Problem details -
The answer must consist of each line below that contains the string "grass".

Data excerpts -
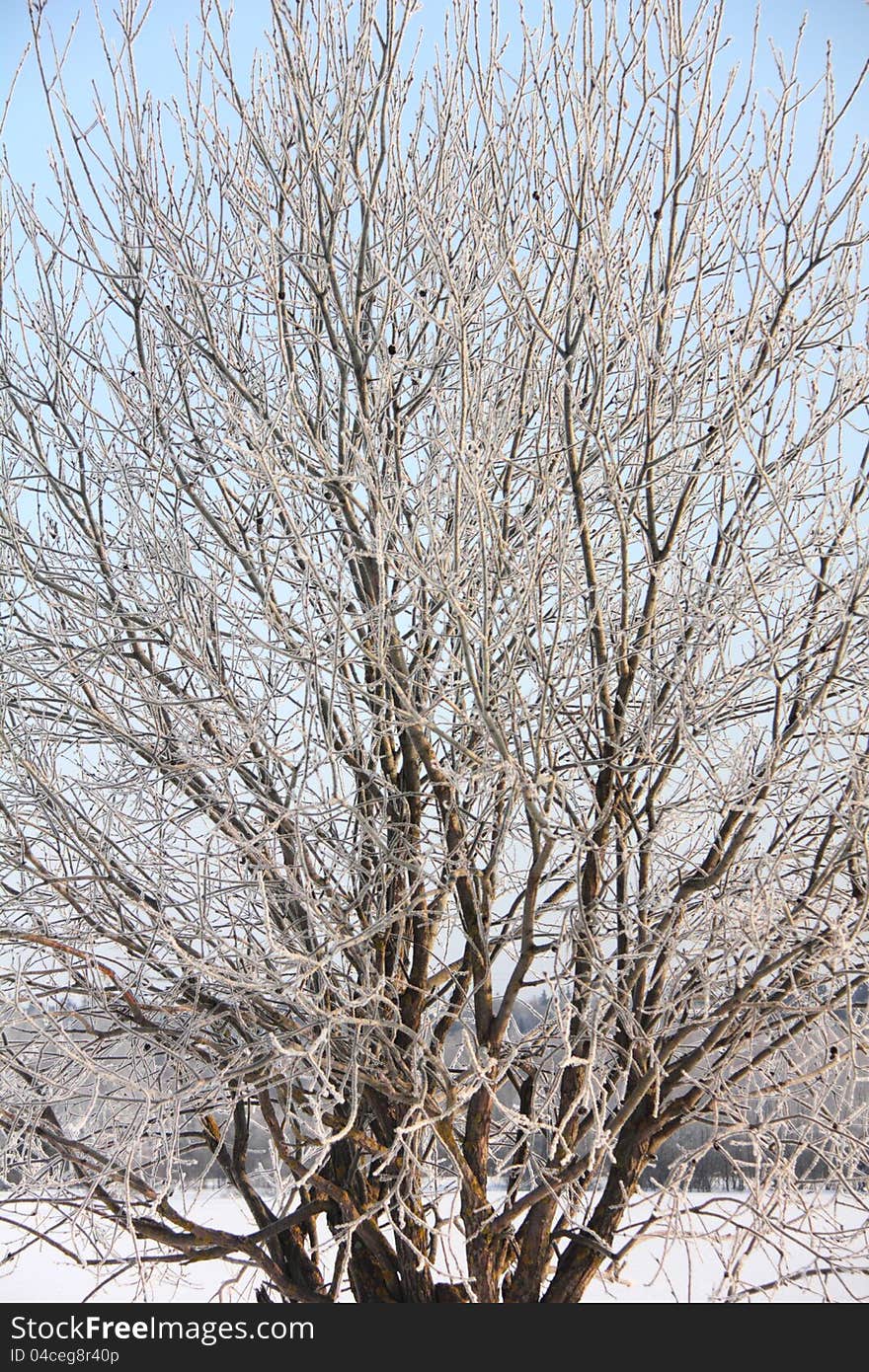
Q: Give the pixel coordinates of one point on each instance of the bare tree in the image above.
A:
(435, 726)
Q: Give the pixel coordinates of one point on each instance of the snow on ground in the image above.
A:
(688, 1268)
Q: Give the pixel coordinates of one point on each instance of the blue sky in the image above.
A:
(844, 24)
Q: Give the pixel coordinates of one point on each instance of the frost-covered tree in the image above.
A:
(434, 701)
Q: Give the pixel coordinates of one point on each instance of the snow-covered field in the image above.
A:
(690, 1266)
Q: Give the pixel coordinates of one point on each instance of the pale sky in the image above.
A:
(841, 22)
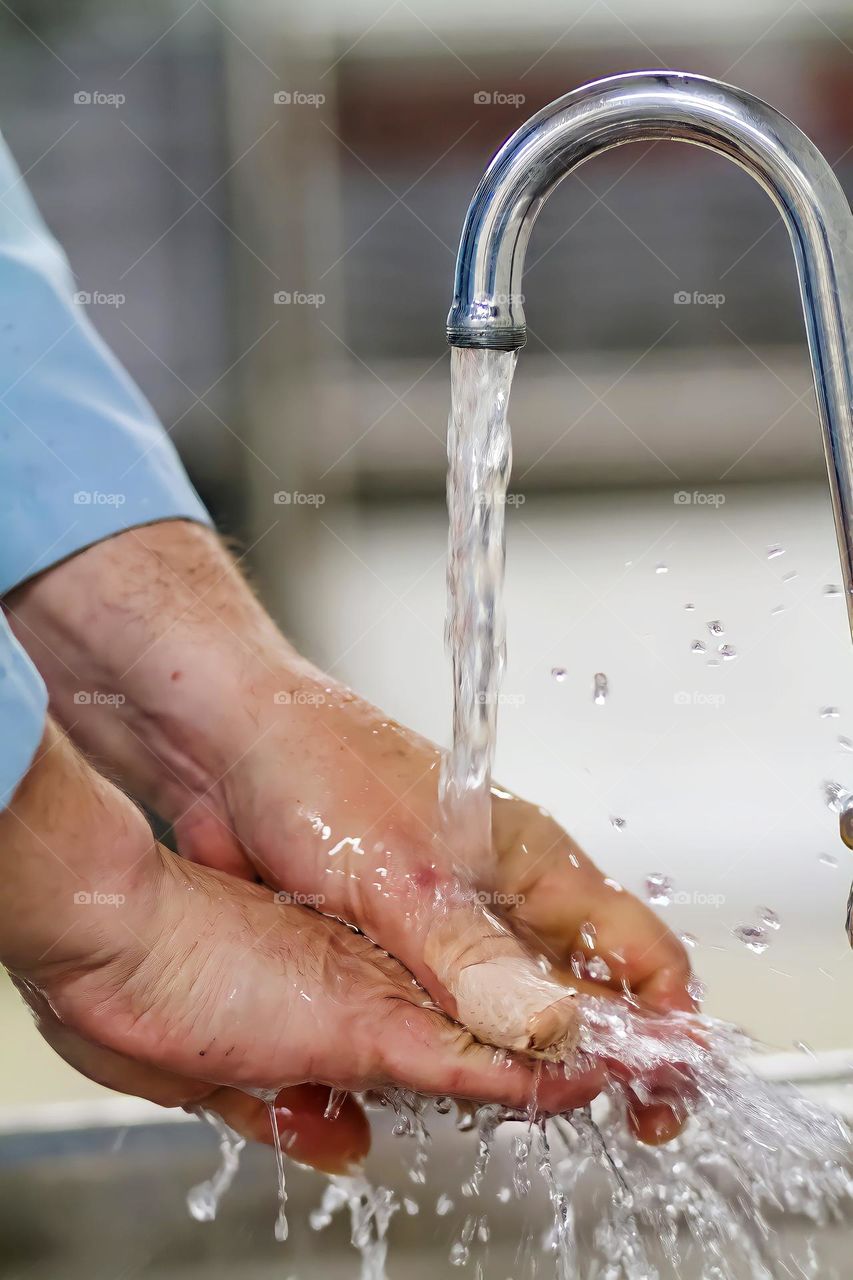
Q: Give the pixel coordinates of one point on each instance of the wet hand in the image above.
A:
(187, 987)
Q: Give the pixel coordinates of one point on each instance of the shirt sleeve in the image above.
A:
(83, 455)
(23, 707)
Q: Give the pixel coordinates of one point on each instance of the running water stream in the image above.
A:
(751, 1150)
(479, 458)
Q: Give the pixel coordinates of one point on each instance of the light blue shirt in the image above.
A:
(83, 455)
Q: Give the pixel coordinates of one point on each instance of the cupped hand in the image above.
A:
(186, 986)
(338, 805)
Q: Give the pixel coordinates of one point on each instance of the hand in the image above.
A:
(185, 986)
(267, 767)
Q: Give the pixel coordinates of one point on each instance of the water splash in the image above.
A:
(203, 1201)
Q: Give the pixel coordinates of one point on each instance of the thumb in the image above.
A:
(500, 992)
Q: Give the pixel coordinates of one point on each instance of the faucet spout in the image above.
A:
(643, 106)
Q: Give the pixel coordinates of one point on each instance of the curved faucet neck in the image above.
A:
(487, 310)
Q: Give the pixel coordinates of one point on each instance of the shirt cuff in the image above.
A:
(23, 709)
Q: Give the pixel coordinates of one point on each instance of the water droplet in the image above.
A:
(752, 937)
(769, 917)
(658, 888)
(588, 935)
(598, 969)
(835, 796)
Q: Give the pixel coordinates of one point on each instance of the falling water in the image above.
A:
(479, 461)
(751, 1148)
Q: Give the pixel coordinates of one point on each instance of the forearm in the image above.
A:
(71, 848)
(155, 653)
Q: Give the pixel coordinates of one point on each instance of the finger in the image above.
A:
(422, 1046)
(497, 988)
(657, 1123)
(571, 908)
(333, 1139)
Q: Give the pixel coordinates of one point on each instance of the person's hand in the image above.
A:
(182, 984)
(268, 768)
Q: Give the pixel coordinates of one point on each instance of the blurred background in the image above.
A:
(263, 202)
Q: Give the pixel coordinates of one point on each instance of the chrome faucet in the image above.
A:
(643, 106)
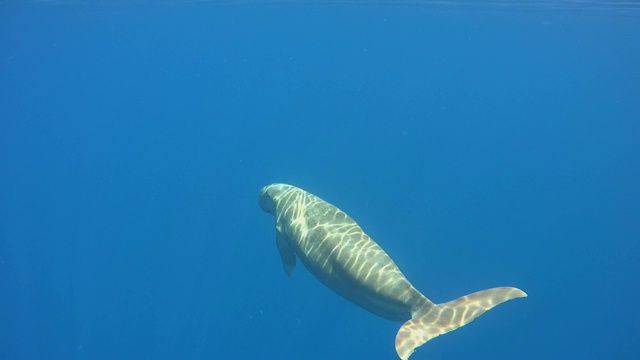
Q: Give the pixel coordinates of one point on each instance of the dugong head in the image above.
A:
(268, 196)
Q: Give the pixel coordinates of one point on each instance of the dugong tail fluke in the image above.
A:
(334, 248)
(442, 318)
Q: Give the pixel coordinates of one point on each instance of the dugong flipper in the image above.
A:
(337, 252)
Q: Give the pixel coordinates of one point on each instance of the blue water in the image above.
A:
(480, 145)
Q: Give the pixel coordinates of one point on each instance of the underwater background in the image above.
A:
(480, 144)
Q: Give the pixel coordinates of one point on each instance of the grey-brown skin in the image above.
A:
(339, 253)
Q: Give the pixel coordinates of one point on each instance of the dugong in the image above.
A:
(338, 253)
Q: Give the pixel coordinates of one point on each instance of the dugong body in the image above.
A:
(336, 251)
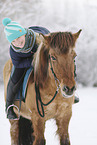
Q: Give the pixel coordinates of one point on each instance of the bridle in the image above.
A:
(38, 96)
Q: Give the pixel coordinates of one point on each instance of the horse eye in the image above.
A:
(53, 58)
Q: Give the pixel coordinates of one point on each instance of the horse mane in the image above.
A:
(41, 65)
(62, 41)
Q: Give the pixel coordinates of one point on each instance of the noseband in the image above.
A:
(38, 96)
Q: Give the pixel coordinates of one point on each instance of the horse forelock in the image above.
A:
(62, 41)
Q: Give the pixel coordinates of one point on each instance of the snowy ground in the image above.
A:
(83, 125)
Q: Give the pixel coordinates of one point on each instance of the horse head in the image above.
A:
(57, 48)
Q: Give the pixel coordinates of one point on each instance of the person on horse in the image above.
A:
(22, 48)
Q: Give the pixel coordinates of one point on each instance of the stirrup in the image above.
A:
(16, 108)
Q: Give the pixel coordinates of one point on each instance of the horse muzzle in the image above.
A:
(68, 92)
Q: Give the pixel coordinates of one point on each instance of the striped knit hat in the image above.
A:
(12, 29)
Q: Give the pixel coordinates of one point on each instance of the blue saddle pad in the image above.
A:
(21, 94)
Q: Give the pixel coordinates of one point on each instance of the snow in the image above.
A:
(83, 124)
(66, 15)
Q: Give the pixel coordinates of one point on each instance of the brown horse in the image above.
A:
(51, 88)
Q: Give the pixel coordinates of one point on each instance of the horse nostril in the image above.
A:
(73, 88)
(65, 89)
(69, 91)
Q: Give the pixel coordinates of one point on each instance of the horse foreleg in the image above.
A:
(62, 123)
(39, 127)
(14, 132)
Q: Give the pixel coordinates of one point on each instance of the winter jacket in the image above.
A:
(23, 60)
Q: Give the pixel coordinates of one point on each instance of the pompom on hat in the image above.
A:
(12, 29)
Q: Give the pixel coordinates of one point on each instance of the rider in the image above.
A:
(22, 47)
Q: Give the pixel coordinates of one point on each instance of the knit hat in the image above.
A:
(12, 29)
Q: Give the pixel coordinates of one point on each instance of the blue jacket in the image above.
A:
(23, 60)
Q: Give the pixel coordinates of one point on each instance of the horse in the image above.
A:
(50, 92)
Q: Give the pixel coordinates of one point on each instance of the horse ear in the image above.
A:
(76, 35)
(46, 37)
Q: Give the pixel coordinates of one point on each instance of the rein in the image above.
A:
(38, 96)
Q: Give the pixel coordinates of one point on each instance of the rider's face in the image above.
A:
(19, 42)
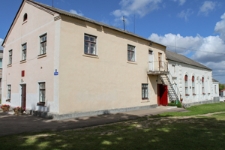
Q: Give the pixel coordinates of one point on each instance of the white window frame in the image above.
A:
(24, 51)
(42, 91)
(43, 44)
(90, 44)
(130, 49)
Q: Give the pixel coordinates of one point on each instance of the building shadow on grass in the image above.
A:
(139, 133)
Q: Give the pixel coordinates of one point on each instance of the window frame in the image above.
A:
(144, 91)
(43, 44)
(10, 57)
(90, 44)
(130, 51)
(9, 92)
(41, 90)
(24, 50)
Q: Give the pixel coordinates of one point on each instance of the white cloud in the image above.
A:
(206, 50)
(220, 27)
(1, 40)
(185, 14)
(207, 7)
(140, 7)
(181, 2)
(75, 12)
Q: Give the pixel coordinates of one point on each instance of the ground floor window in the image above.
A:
(144, 91)
(42, 92)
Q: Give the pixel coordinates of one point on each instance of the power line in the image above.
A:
(194, 50)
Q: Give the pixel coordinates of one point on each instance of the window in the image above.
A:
(90, 45)
(0, 62)
(25, 17)
(24, 51)
(186, 85)
(10, 57)
(131, 53)
(144, 91)
(203, 85)
(9, 92)
(43, 44)
(42, 92)
(193, 85)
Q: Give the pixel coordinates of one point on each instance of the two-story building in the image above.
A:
(70, 66)
(191, 80)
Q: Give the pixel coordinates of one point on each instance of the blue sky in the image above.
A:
(195, 28)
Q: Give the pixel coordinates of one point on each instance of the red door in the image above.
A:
(162, 95)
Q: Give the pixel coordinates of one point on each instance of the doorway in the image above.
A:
(162, 94)
(23, 96)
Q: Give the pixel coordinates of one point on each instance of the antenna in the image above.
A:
(123, 23)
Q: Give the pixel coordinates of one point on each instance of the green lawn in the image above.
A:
(186, 132)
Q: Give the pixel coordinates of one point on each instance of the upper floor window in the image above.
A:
(10, 57)
(42, 92)
(43, 44)
(131, 53)
(203, 86)
(24, 51)
(186, 84)
(0, 62)
(193, 85)
(90, 44)
(25, 17)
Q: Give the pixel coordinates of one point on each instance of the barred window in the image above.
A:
(24, 51)
(42, 92)
(131, 53)
(144, 91)
(90, 44)
(43, 44)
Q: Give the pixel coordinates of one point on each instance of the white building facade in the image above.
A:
(191, 80)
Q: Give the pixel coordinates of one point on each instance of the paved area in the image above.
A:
(12, 124)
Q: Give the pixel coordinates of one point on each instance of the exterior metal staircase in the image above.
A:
(172, 93)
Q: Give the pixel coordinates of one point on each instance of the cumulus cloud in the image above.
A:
(1, 40)
(185, 14)
(207, 6)
(75, 12)
(220, 27)
(140, 7)
(206, 50)
(181, 2)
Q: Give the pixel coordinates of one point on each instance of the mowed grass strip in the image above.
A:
(206, 132)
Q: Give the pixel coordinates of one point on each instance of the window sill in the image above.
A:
(91, 56)
(132, 62)
(41, 104)
(41, 56)
(23, 61)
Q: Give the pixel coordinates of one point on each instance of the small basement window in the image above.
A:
(25, 17)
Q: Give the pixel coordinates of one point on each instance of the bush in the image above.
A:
(175, 103)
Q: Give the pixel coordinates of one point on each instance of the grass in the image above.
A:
(206, 132)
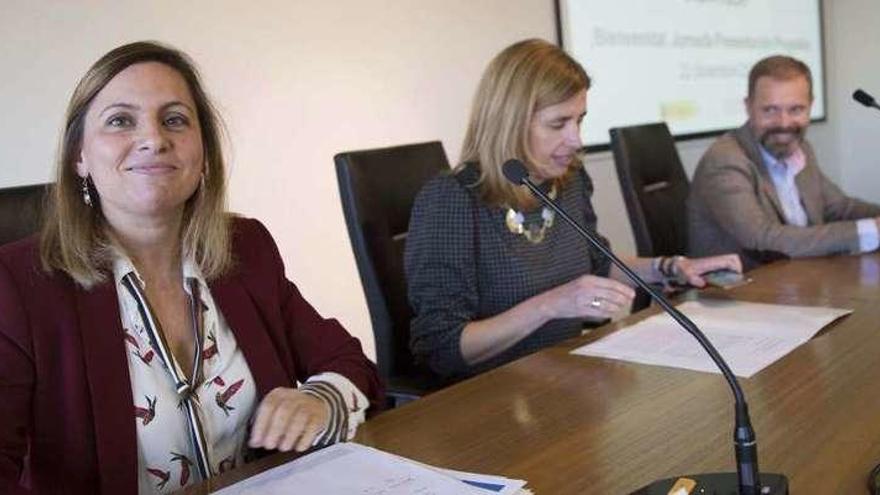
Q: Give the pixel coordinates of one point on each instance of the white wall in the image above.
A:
(298, 81)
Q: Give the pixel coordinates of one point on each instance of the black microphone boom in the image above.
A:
(747, 477)
(865, 99)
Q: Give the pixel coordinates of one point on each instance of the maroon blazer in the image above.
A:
(67, 422)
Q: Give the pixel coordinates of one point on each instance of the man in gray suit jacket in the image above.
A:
(758, 189)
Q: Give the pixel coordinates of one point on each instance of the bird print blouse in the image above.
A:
(190, 428)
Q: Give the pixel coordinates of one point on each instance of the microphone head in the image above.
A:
(515, 171)
(863, 98)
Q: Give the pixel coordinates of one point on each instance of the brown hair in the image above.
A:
(74, 238)
(525, 77)
(781, 68)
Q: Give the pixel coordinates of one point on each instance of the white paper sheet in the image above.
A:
(750, 336)
(353, 469)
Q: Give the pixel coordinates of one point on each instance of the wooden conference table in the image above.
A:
(574, 425)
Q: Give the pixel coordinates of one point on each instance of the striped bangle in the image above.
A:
(337, 427)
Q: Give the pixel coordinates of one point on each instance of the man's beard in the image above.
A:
(784, 149)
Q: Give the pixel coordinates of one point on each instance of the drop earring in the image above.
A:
(87, 196)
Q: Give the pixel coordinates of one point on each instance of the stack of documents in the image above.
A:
(750, 336)
(350, 468)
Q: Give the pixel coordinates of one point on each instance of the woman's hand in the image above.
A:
(587, 296)
(690, 270)
(288, 418)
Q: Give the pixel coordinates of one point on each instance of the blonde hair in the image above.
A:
(525, 77)
(75, 237)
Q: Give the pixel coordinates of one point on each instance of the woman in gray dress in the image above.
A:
(491, 274)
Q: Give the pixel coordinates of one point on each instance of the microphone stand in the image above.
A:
(746, 479)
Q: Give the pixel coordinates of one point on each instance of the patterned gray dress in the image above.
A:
(463, 264)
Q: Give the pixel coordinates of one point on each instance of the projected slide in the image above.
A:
(685, 62)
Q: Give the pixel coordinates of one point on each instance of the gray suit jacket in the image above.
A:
(733, 207)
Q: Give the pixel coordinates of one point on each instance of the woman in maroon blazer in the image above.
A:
(148, 339)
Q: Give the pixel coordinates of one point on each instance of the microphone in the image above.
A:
(746, 479)
(865, 99)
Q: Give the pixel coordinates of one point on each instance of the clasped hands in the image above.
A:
(589, 296)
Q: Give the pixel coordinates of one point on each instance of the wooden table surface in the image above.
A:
(573, 424)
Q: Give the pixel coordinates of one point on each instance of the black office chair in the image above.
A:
(655, 189)
(21, 210)
(378, 188)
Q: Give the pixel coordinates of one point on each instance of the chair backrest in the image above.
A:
(378, 188)
(21, 210)
(655, 187)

Exercise answer -
Q: Give the pixel coordinates of one point on each instance of the building shadow on grass in the image above.
Q: Give the pixel coordinates of one point on each instance of the mowed grass strip in the image above.
Q: Give the pixel coordinates of one point on each instance of the grass in the image above.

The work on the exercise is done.